* WHAT YOU HAVE TO DO
Count the lines below that contain the word "arched" and reply with only that number.
======== RECORDS PROVIDED
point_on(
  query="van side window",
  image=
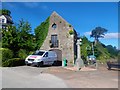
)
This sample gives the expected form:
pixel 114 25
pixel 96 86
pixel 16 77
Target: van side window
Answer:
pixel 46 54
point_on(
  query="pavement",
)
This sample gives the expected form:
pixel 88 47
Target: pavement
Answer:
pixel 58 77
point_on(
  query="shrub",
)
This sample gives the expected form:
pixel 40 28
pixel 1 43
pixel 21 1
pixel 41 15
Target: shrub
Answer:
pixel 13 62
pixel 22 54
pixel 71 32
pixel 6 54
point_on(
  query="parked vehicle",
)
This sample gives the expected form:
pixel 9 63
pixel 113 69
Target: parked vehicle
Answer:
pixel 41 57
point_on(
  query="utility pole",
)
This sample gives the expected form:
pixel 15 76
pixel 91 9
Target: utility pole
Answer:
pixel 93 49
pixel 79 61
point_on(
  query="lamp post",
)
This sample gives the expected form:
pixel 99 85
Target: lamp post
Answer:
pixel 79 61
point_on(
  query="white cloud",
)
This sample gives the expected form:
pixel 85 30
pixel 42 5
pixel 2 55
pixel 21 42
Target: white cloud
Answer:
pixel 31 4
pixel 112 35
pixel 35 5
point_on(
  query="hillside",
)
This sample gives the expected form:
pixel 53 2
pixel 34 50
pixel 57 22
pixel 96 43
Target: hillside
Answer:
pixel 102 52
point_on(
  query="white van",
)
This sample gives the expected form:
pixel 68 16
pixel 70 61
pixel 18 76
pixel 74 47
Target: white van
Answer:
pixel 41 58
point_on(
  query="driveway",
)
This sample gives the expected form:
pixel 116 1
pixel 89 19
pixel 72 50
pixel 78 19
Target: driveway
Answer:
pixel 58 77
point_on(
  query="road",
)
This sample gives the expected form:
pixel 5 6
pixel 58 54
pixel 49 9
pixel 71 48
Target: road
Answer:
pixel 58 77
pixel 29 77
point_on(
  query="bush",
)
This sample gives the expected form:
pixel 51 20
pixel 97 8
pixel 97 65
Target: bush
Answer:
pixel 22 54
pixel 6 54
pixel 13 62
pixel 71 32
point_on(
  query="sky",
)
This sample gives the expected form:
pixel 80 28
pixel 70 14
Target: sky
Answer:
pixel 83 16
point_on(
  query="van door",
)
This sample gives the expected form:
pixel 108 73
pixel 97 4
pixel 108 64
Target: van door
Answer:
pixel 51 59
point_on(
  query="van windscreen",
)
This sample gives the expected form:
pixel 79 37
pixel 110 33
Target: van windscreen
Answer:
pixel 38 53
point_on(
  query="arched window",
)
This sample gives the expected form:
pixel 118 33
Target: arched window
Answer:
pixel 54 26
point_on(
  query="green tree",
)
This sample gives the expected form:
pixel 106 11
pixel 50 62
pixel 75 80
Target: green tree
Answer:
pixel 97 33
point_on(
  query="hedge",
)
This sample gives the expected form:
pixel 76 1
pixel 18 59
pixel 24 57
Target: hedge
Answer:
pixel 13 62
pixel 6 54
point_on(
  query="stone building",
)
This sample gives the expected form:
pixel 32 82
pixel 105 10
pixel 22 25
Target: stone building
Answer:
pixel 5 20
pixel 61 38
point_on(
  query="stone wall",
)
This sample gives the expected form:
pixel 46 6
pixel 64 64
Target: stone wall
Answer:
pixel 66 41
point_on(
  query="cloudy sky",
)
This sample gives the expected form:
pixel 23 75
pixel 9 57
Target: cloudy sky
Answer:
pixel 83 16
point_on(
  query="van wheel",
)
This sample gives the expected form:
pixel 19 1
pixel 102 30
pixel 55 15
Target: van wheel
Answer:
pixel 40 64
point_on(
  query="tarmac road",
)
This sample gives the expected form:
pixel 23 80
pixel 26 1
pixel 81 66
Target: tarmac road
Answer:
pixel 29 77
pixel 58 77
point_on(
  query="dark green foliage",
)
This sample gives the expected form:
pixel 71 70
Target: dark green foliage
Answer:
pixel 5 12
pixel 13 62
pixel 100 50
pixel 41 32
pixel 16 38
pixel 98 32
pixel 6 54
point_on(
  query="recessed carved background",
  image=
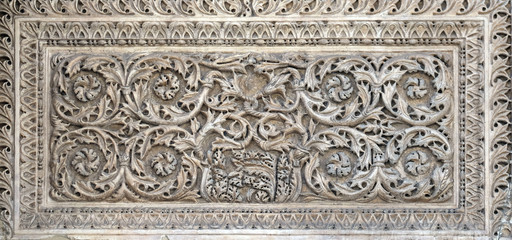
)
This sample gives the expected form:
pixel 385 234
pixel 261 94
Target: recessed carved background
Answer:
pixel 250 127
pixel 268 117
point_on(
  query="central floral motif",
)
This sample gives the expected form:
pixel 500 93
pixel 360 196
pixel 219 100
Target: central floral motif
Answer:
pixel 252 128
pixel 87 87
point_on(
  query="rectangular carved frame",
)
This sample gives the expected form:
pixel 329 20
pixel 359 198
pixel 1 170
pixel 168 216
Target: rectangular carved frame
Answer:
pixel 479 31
================
* ANSWER TO THIS PROBLEM
2